--- COMPLETE THE FOLLOWING ---
A – Answer these questions from the painting-agent blog excerpt:
(i) What injury-related condition left Phil Hansen unable to use his usual drawing style?
(ii) Whose work had shown a neural network learning to work with a paintbrush, and what is it called?
(iii) How are most networks that generate painting-like 2D images set up?
B – Reproduce the painting-agent blog excerpt word for word, everything from "As a proof of" down to "world model approach.".

--- QUOTED PASSAGE ---
This idea of constraints being beneficial to creativity turns out to be one that has been thoroughly explored. Here is an article showing some nice examples of constraints resulting in unique works of art. One of my favorites is the story of Phil Hansen, an artist who suffered a debilitating injury and ended up being unable to keep his hand from shaking. This prevented him from ever drawing again with his usual pointillist style. He eventually incorporated the squiggly lines into his artwork, resulting in his own unique style.

Today, neural networks have been used by artists, with great success, to generate 2D images that look like paintings (e.g. neural style transfer, GANs that generate portraits sold in auctions for thousands of dollars). While the results are pretty good, most of these networks are set up to directly generate each pixel of the output. This approach strikes me as odd, because artists don’t create paintings by calculating pixels one by one, they create paintings by painting.

While per-pixel calculation is in itself a constraint (in fact, I’d say the artifacts present in GAN outputs give them their own distinct style), if we wanted to have an agent replicate a piece of artwork (a painting), I imagine we’d get more realistic outputs by providing it with the same medium (a paintbrush).

It is with this mindset that I read Ha, et. al.’s work on World Models. It was not a big logical leap from here to the next step. To produce art in the way we described, an agent would need to interact with a particular constrained medium. This constrained medium could be represented by a world model.

As a proof of concept, I tried to see if an agent could learn to work with the constraints of using a paintbrush, purely by interacting with a world model of a real painting program. I chose this task as I was aware of Ganin, et. al.’s work with SPIRAL, that had indeed shown a neural network learning to work with a paintbrush. It would be a good goal to replicate their experiment results using a world model approach.

Note that the rest of this blog post assumes you have read and understood the excellent World Models article. I reuse most of the terminology from that article in this blog post.

--- SUPPLIED RECORDS ---
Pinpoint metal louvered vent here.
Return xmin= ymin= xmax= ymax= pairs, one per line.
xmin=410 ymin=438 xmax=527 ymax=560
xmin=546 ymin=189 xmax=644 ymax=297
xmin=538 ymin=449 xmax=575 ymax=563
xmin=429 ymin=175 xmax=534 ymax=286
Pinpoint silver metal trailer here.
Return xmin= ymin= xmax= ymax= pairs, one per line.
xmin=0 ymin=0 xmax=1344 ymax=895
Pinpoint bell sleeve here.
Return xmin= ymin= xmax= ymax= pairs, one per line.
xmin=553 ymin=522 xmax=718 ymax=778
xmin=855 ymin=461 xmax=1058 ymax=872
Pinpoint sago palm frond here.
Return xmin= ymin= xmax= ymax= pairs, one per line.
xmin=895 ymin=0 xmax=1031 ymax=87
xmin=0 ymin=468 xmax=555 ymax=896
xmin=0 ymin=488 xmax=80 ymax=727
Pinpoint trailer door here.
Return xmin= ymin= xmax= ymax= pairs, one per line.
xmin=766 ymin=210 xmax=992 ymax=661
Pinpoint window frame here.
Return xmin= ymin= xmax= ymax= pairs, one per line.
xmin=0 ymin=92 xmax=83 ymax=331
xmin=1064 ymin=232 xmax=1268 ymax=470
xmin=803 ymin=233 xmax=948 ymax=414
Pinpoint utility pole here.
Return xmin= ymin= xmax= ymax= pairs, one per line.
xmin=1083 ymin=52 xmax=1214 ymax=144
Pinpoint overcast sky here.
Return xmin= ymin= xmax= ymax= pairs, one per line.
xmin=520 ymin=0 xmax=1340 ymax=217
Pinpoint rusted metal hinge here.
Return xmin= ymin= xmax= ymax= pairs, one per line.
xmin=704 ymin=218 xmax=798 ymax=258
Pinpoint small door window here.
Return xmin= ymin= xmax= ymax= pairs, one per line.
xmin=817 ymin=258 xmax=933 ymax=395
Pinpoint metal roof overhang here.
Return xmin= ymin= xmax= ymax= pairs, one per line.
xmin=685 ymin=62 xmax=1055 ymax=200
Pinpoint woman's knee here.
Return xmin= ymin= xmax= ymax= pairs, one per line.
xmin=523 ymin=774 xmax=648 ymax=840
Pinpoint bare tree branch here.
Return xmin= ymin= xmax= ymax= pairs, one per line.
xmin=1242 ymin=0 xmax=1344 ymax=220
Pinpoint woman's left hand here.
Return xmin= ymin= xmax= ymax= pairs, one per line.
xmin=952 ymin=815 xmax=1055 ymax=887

--- COMPLETED EXERCISE ---
A –
(i) He could not keep his hand from shaking.
(ii) Ganin, et. al.'s work, called SPIRAL.
(iii) They directly generate each pixel of the output.

B –
As a proof of concept, I tried to see if an agent could learn to work with the constraints of using a paintbrush, purely by interacting with a world model of a real painting program. I chose this task as I was aware of Ganin, et. al.’s work with SPIRAL, that had indeed shown a neural network learning to work with a paintbrush. It would be a good goal to replicate their experiment results using a world model approach.